**The input:**
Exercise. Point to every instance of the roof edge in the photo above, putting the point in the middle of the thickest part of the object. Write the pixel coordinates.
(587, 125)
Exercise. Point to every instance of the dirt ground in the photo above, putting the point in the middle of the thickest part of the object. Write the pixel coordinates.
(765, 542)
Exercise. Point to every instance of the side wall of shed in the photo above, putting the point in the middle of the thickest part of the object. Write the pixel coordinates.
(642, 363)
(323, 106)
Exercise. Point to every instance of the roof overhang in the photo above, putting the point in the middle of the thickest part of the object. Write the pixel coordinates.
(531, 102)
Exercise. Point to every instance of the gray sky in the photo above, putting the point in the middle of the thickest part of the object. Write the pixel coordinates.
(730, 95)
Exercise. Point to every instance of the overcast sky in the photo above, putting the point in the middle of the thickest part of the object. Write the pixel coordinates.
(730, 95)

**Set task:** Please lay out the records above as a two-column CSV headed instruction and answer, with one row per record. Put each record's text and its answer each in its own quoted field, turning any line breaks into spaces.

**The response:**
instruction,answer
"Exercise. Point to every instance of the roof edge in the photo above, putting the point in the middle of the thickest part of the object. Write the pixel coordinates.","(587, 125)"
"Exercise. Point to every instance of the dirt ground in the photo above, putting the point in the middle of the thickest part of the object. Write the pixel coordinates.","(765, 542)"
"Exercise. Point to every instance of the side wall of shed in the photo above, putting the point in the middle of the thickest part of the object. Write the pixel coordinates.","(642, 363) (323, 106)"
"Exercise. Point to every instance of the roof overhang in the photo above, putting the point in the middle of the thickest part of the object. Write the pixel coordinates.","(531, 102)"
"Exercise. Point to every instance of the gray sky in the photo above, putting the point in the middle of the thickest part of the object. Write the pixel coordinates.","(730, 95)"
"Exercise. Point to every instance of the overcast sky in the photo above, putting the point in the middle of the thickest part of the object. Write the pixel coordinates.","(730, 95)"